- **Request**: Return the text of every entry below verbatim, line for line, and omit the pictures.

- **Extracted material**:
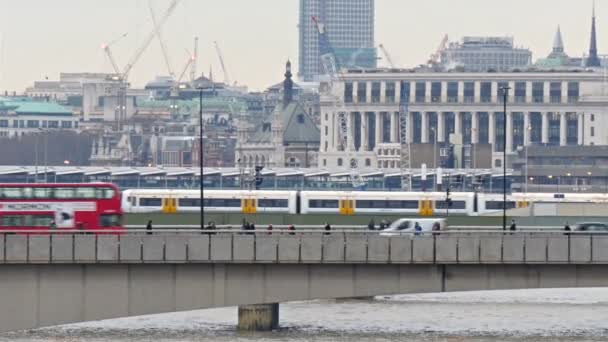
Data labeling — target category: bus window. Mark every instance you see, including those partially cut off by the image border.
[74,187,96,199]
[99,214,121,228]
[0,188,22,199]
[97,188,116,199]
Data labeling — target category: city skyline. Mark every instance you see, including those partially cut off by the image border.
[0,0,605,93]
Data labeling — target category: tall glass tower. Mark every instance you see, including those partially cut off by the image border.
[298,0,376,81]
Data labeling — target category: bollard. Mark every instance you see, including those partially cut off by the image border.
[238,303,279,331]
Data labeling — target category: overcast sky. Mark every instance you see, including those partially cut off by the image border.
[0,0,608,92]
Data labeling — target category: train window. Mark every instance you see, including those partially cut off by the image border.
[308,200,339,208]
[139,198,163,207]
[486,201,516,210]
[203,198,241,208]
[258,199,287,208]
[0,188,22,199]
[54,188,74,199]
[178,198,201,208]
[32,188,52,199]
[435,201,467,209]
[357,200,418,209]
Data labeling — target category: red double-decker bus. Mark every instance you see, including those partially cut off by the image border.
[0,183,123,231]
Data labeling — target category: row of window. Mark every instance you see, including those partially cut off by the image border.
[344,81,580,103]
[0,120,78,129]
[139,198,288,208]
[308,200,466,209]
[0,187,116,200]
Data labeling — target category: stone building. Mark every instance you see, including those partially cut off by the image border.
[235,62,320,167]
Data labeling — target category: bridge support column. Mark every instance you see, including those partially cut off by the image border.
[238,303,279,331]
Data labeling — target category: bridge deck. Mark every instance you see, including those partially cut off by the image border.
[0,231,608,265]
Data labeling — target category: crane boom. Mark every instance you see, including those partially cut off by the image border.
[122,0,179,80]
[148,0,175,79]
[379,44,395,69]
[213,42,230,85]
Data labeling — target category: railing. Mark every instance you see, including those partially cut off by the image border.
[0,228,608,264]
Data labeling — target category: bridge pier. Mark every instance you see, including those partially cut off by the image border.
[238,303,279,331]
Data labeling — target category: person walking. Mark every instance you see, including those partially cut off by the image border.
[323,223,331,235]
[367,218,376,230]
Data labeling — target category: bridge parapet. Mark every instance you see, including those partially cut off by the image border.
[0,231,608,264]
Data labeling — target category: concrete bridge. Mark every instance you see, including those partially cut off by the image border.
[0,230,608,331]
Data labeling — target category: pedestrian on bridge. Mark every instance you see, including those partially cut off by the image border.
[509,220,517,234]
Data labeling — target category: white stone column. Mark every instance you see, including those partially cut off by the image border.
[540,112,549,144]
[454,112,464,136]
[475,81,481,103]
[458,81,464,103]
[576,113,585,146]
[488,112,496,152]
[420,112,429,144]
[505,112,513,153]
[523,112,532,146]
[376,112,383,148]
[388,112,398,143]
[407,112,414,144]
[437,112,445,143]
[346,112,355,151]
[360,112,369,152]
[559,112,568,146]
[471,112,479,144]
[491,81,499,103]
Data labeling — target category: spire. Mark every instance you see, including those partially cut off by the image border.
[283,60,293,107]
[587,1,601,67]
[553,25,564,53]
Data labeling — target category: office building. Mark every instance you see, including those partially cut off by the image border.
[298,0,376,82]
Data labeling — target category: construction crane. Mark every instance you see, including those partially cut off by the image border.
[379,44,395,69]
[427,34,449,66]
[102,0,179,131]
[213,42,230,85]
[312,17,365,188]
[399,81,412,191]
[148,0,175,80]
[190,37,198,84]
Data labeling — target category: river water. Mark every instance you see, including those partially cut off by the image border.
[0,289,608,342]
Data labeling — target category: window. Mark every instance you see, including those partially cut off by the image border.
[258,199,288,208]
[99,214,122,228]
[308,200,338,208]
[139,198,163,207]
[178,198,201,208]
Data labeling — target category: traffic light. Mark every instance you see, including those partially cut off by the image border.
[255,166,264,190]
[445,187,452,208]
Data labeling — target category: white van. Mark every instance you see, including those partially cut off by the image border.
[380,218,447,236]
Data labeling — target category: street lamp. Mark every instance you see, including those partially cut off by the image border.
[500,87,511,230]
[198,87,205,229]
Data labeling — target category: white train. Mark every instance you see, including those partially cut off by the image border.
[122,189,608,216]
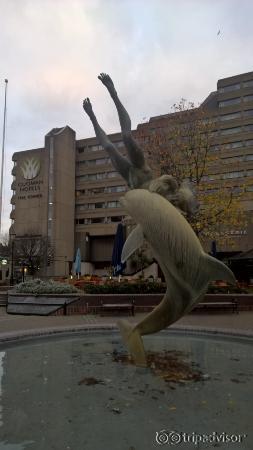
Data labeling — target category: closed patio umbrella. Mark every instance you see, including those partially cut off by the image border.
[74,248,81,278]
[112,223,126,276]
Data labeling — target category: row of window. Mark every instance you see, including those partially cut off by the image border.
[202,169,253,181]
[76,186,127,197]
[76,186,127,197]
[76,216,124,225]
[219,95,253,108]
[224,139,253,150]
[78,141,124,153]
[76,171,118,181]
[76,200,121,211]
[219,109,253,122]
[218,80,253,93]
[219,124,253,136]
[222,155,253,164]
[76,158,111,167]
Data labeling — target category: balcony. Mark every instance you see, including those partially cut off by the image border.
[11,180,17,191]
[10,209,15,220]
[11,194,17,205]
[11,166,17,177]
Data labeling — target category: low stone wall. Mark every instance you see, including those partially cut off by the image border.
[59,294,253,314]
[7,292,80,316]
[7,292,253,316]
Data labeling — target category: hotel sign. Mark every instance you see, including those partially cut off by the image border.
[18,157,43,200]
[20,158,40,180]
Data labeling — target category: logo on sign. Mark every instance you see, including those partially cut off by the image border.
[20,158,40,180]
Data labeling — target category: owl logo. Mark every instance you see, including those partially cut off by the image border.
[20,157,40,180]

- **Answer in full**:
Data labeling — target category: bus window. Mark every instance you see, including those partially cut off by the image border.
[74,187,96,199]
[99,214,121,228]
[0,188,22,199]
[97,188,116,199]
Data labeling — target category: city skyline. Mark every instance you see, including those partially cut off by the image border.
[0,0,605,93]
Data labeling — target category: tall glass tower. Mark every instance you see, including those partially cut off by the image border.
[298,0,376,81]
Data labeling — target category: bollard. Mark every instance you see, including those partially cut off by the image border.
[238,303,279,331]
Data labeling — target category: overcast sky. Mark every instance you see, including those partially cut off by the image border.
[0,0,608,92]
Data labeling — target category: train window. Mark every instance you see, including those partially cut off by the image border.
[308,200,339,208]
[139,198,163,207]
[486,201,516,210]
[203,198,241,208]
[258,199,287,208]
[0,188,22,199]
[54,188,74,199]
[178,198,201,208]
[32,188,52,199]
[435,201,467,209]
[357,200,418,209]
Data labeling — target category: red double-decker bus. Mark every instance you see, including those partially cut off by the image border.
[0,183,123,231]
Data labeling — target category: row of window. Mark every instance you see, including those partially cut off by the image border.
[344,81,580,103]
[0,120,78,129]
[139,198,288,208]
[308,200,466,209]
[0,187,116,200]
Data labeling — target category: stone building. Mark every instance you see, including those partially cut off by the image border.
[235,62,320,167]
Data labeling — target category: bridge support column. Mark every instance you see, including those partially cut off by the image border.
[238,303,279,331]
Data labeling — target category: bridge deck. Mark every instance you see, including those partially cut off by the image border.
[0,231,608,265]
Data labeling — target category: crane boom. Mark every instance you see, including those partially cut off by the image border.
[122,0,179,80]
[148,0,175,79]
[379,44,395,69]
[213,42,230,85]
Data labeling — target category: railing. Mark every instance you see, including those partially cut off by the image border.
[0,228,608,264]
Data labeling — target category: bridge pier. Mark every instance you see, including those partially cut off by the image border.
[238,303,279,331]
Data labeling — target category: person walking. Mark every instance you see, including those partially cut off by the image border.
[323,223,331,235]
[367,218,376,230]
Data labeling — target category: bridge parapet. Mark every instance you see, including those partially cut off by the image border.
[0,231,608,264]
Data labeling — target category: concrete bridge. Mark every instance you see, including those partially cut off by the image border.
[0,230,608,331]
Data labeling — target category: pedestrian on bridge. Mark every instance you see, including those partially cut off by the image border.
[509,220,517,234]
Data labeling — target category: white stone column. Mark every instance you see, including those partially cut off by the image border.
[540,112,549,144]
[454,112,464,136]
[475,81,481,103]
[458,81,464,103]
[576,113,585,146]
[488,112,496,152]
[420,112,429,144]
[505,112,513,153]
[523,112,532,146]
[376,112,383,148]
[388,112,398,143]
[407,112,414,144]
[437,112,445,143]
[346,112,355,151]
[360,112,369,152]
[559,112,568,146]
[471,112,479,144]
[491,81,499,103]
Data labeling — target category: spire. Mark every instance you see, including those partially cut off by the image border.
[283,60,293,107]
[587,1,601,67]
[553,25,564,53]
Data labeling — target category: office building. Mark every instance you see, including those partially cut off by the image border.
[298,0,376,82]
Data labeling — target category: construction crane. Mark every instance you see, including those partially cut off by the image border.
[379,44,395,69]
[427,34,449,66]
[102,0,179,131]
[213,42,230,85]
[312,17,365,188]
[399,81,412,191]
[148,0,175,80]
[190,37,198,84]
Data labeling — target category: river water. Mark every instance you see, including those partially cut off by the image border.
[0,289,608,342]
Data labeling — target category: window. Mark every instance you see, including those partially cut off by the image border.
[258,199,288,208]
[99,214,122,228]
[308,200,338,208]
[139,198,163,207]
[178,198,201,208]
Data labeling — target category: traffic light. Mark every instance you see, including those partially cut off by the image border.
[255,166,264,190]
[445,187,452,208]
Data labeling — target category: white van. Mark every instance you see, including those partially cut off by the image border.
[380,218,447,236]
Data labeling — target category: street lamp. Mark every instance you see, including those partially cut off by the image border.
[500,87,511,230]
[198,87,205,229]
Data labeling — target category: white train. Mark every instance you see, including those partially cut off by the image border.
[122,189,608,216]
Data labeling — target category: closed patio umbrella. Mark every instance you see, including those partially cut off by the image border.
[74,248,81,278]
[112,223,126,276]
Data labeling — target category: row of window. Mark every instance you see, including those partially cut off by the image border.
[202,169,253,181]
[76,186,127,197]
[76,186,127,197]
[76,216,124,225]
[219,95,253,108]
[224,139,253,150]
[78,141,124,153]
[76,171,118,181]
[76,200,121,211]
[219,109,253,122]
[218,80,253,93]
[219,124,253,136]
[222,155,253,164]
[76,158,111,167]
Data labeling — target category: balcony. Mark every instance you see, including those partially cut off by the image border.
[11,180,17,191]
[10,209,15,220]
[11,194,17,205]
[11,166,17,177]
Data labeling — target category: low stone wall. Mark every instance you see, including those partially cut off by the image border.
[59,294,253,314]
[7,292,80,316]
[7,292,253,316]
Data labeling — target category: hotel sign. Mark every instance you see, including those partially cut off by the image border.
[18,157,43,200]
[20,158,40,180]
Data labeling — target category: logo on sign. Mark every instance you see, including those partially cut off by the image border.
[20,158,40,180]
Data labeling — target category: owl logo. Mark every instance you see, including those partially cut off by the image border.
[20,157,40,180]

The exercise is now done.